=== Records for the exercise ===

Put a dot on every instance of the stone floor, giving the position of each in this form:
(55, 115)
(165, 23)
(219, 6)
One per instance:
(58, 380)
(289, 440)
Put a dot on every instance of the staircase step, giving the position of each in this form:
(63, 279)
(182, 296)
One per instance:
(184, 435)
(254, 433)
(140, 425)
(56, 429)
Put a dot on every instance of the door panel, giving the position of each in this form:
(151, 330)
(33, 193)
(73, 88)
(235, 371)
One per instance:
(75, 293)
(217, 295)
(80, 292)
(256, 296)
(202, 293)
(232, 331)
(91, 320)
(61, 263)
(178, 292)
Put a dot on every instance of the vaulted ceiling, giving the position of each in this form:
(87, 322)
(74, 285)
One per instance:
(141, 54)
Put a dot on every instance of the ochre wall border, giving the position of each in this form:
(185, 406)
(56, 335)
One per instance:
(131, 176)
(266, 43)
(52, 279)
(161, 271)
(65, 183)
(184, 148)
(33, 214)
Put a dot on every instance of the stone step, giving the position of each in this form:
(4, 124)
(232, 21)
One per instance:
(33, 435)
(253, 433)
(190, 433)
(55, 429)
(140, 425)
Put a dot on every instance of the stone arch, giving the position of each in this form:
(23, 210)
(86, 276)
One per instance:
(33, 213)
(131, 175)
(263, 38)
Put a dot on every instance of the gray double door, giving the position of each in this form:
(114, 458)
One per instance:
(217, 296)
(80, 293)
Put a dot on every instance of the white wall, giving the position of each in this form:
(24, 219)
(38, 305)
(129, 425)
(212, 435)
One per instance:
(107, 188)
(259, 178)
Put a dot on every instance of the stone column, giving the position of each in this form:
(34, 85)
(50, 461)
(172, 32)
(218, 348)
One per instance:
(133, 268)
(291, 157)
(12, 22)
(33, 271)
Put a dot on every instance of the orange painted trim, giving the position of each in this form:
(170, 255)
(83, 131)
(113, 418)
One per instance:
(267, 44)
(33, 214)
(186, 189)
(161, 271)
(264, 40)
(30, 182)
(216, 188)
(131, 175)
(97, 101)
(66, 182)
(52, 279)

===

» **Your assignment**
Could you copy out every line in the listing where the word "this" appears?

» **Response area**
Put a dot on every instance of the stone floor, giving the position of each in this form:
Put a dot on every instance of the staircase step, giving the position of each in this form:
Put a dot on every instance of the door panel, giving the position of each in this form:
Put a dot on every instance of the vaulted ceiling, giving the position of each in this form:
Put a dot on every instance of the ochre wall border, giving the position of each in this form:
Put a dot on every instance of the stone step, giving the position of each in this form:
Put a dot on every instance of the stone arch, giving the position of each in this form:
Put a dot on every instance of the gray double door, giving the position of each in this form:
Put a dot on every instance of the white wall, giving the position of each in this form:
Put a dot on every instance of the stone column, giving the position of each in this form:
Put a dot on every instance of the orange painted trim, giving the position of each in this form:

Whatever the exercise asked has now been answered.